» 作業課題 A:
根室の中学生の学力低下を論じた文章を、二文に要約せよ。
» 作業課題 B:
根室の中学生の学力低下を論じた文章の続きを、最後の文の後から書き継げ。

» 抜粋本文:
-*-

単純割で行くとC校から根室高校普通科へは30人の「定員枠」がある。成績がよくても商業科や事務情報科に流れる生徒も一部にいる。上から30人目でちょうど得点が100点付近だ。つまり、Fランクで総合Cの得点100点がボーダーラインである。
5年前に150点で根室高校普通科に落ちて事務情報科へ回された生徒が二人いた。その150点で切るとC校には12人しかいない。レベルを5年前と同程度の150点に保つなら、根室高校普通科の定員枠は50人で十分ということになる。
根室の中学生の学力がどれほど落ちているかはこの数字で明らかだろう。
【低学力のもたらすもの
⇒町の長期的衰退と人材の枯渇そして心根の腐食】
学力の低下は数十年を経て地域の経済力を確実に衰退に導く。病院建て替え一つ見てもじつに杜撰でおろかな仕事ぶりだ。心根も腐ってしまっている。ふるさとのためよりも自分の利益を優先する根室人が相変わらず町の実権を握り、活性化を妨げている。根室に生まれ育ちながら、ふるさとの町を衰退へ導いて恥じない地元経済人が多すぎる。もちろんそうではない人も小数ながらいる。

-*-

» データ一覧:
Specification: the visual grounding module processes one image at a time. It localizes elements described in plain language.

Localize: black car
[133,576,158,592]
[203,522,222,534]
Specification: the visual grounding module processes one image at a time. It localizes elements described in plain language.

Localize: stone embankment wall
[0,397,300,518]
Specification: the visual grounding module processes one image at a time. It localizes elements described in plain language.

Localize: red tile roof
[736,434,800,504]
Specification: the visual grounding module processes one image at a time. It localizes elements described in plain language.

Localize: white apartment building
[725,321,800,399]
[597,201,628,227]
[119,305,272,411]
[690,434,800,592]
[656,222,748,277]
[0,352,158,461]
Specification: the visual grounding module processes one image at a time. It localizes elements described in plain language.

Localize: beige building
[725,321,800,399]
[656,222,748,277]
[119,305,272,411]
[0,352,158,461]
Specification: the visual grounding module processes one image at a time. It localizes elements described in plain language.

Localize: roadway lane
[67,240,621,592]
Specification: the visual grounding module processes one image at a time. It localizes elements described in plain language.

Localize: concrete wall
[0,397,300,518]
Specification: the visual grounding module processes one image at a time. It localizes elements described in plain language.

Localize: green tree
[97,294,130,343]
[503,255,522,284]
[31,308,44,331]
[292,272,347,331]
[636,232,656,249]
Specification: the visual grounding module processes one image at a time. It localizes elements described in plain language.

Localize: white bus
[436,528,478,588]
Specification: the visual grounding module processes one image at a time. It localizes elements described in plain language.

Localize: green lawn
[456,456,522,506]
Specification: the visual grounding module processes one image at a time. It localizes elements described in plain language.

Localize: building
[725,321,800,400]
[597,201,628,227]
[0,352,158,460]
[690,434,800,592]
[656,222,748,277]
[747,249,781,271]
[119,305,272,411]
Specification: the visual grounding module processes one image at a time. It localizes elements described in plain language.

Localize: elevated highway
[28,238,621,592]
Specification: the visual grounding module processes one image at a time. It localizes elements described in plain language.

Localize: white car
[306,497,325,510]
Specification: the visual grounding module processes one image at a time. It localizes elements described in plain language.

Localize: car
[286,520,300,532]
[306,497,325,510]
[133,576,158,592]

-*-

» 解答欄 A:
C校から根室高校普通科へのボーダーラインはFランクで総合Cの得点100点付近だが、5年前と同程度の150点で切るとC校には12人しかおらず、その水準を保つなら定員枠は50人で十分になるため、この数字は根室の中学生の学力がどれほど落ちているかを示している。学力の低下は数十年を経て地域の経済力を衰退に導くもので、ふるさとのためよりも自分の利益を優先する根室人が町の実権を握り、活性化を妨げている。

» 解答欄 B:
人材の枯渇こそが町の衰退の真因である。北方領土が返ってこないことがこの町を衰退させたのではない。この40年間をみればはっきりしている。中標津町は発展したのに根室市は著しく衰退した。
町を長期的衰退に導いた原因は二つ。教育やそれに支えられる人材力の差が大きかったことと、根室に生まれ育ちながら、私利私欲や恣意的な行動で心根が腐りふるさとを愛する心を失ったものが多いということ。仕事の能力が低ければ市政と結託して私利私欲をむさぼるのが手っ取り早い。ここにも基礎学力の問題が潜んでいる。腐った心根と低学力が結びついている。市政も地元経済界も、相互批判のないことが町を腐らせる一因になっている。どれほど恣意的なことをしても経済団体の長に居座り続けている人がいる。こういう様を日常見せ付けられては根室は変わらないとあきらめムードが蔓延してしまう。麻痺してはダメだ。ダメなものはダメと声を上げよう。うるさいと思われていい、そう思い決めよう。
歳をとると短気になるようで、書いているうちにときどき言辞が過激になる。それもこれもふるさとを愛するがゆえだから許されよ。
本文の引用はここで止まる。